▶ THE PROBLEM
Rewrite every line from the one containing "Find the trail" through the last line, requests included. Multiply each coordinate in the answers by 2.45 and round it to a whole number, with halves rounded up.

# START OF INFORMATION PROVIDED

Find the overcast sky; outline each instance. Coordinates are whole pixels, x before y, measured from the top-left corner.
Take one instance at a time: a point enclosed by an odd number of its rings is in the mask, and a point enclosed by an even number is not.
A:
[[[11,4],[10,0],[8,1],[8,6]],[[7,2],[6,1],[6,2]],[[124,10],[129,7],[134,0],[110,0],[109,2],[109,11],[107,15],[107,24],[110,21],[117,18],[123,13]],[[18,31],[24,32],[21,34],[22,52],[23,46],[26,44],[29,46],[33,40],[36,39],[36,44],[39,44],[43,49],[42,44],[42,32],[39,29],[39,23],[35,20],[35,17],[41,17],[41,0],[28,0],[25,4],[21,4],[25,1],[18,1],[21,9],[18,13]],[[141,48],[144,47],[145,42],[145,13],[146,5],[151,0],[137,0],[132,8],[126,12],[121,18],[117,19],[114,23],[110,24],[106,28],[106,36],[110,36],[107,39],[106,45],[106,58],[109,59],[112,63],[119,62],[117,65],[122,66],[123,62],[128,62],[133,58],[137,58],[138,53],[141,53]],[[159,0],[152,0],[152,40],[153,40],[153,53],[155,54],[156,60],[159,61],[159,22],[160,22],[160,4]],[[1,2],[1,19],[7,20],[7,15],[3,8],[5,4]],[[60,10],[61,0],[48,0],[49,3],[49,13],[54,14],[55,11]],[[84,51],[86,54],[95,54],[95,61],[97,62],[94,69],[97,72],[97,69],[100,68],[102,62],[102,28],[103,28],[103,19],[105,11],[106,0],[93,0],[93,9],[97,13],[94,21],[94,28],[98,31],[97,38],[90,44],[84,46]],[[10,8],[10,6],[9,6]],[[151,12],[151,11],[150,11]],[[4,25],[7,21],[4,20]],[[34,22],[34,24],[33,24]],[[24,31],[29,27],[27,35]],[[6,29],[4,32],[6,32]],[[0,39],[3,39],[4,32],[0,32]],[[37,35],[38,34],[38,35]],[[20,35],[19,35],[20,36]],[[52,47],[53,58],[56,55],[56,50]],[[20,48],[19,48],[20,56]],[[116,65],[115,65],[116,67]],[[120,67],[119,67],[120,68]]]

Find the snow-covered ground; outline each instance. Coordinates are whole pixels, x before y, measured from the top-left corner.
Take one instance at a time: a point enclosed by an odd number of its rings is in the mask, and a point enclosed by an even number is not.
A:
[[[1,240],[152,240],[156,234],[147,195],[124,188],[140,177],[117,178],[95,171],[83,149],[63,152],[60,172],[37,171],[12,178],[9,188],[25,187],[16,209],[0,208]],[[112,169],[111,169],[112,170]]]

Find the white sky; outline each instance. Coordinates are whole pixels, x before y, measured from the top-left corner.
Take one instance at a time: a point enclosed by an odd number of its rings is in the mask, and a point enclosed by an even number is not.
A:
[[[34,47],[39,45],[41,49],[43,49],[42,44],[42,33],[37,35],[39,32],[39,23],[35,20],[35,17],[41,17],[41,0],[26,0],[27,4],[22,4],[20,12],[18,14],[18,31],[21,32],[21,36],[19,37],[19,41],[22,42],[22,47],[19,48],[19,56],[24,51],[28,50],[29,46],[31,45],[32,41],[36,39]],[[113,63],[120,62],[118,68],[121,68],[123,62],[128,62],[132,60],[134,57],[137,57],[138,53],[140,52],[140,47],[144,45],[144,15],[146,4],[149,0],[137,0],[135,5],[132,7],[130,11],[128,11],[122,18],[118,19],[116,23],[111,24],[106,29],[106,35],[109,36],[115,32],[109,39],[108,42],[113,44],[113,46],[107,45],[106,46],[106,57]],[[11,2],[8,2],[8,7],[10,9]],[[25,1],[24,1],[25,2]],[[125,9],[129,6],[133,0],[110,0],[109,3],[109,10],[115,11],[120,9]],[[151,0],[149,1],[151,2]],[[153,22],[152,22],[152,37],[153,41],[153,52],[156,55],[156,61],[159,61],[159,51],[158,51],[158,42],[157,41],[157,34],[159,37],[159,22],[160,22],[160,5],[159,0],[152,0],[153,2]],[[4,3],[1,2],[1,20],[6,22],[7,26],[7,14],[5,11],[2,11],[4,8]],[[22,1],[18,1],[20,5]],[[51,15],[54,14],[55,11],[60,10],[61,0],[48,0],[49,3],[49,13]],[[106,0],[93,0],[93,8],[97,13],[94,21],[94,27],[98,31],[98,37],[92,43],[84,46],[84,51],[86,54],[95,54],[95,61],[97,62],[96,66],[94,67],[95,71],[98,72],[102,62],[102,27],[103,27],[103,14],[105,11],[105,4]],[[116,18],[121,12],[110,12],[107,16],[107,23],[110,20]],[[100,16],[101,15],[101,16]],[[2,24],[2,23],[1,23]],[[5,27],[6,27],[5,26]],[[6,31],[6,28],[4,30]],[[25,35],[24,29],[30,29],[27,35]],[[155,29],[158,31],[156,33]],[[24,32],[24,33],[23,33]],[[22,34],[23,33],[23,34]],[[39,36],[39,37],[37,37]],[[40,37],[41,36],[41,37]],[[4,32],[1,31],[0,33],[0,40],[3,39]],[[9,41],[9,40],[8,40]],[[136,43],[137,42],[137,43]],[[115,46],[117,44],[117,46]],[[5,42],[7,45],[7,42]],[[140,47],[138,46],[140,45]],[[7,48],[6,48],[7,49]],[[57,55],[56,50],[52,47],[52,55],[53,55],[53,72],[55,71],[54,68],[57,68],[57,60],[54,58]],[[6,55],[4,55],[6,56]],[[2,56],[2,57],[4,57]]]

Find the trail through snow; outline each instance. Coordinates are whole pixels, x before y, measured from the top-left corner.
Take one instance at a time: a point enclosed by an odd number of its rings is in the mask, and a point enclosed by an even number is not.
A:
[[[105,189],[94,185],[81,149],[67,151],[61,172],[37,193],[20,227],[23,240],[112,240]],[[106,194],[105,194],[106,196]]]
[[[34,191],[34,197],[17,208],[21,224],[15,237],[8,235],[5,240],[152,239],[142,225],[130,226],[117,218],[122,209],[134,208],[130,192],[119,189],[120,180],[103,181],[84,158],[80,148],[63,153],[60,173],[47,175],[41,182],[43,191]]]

# END OF INFORMATION PROVIDED

▶ SOLUTION BELOW
Find the trail through snow; outline each instance. Coordinates are whole pixels, x before y, measured from the top-left corner.
Take one instance at a time: a point enclosed by an odd number of its rings is in the mask, and a point enclosed by an even number is not.
A:
[[[257,463],[230,453],[198,365],[164,370],[149,421],[91,473],[49,556],[56,588],[274,588]],[[260,475],[257,475],[260,480]]]
[[[83,468],[83,483],[42,510],[51,549],[37,581],[20,576],[12,588],[372,586],[348,551],[319,554],[287,534],[299,512],[328,510],[319,470],[292,463],[294,441],[252,443],[206,387],[196,363],[154,375],[147,424],[115,429],[100,446],[105,468]]]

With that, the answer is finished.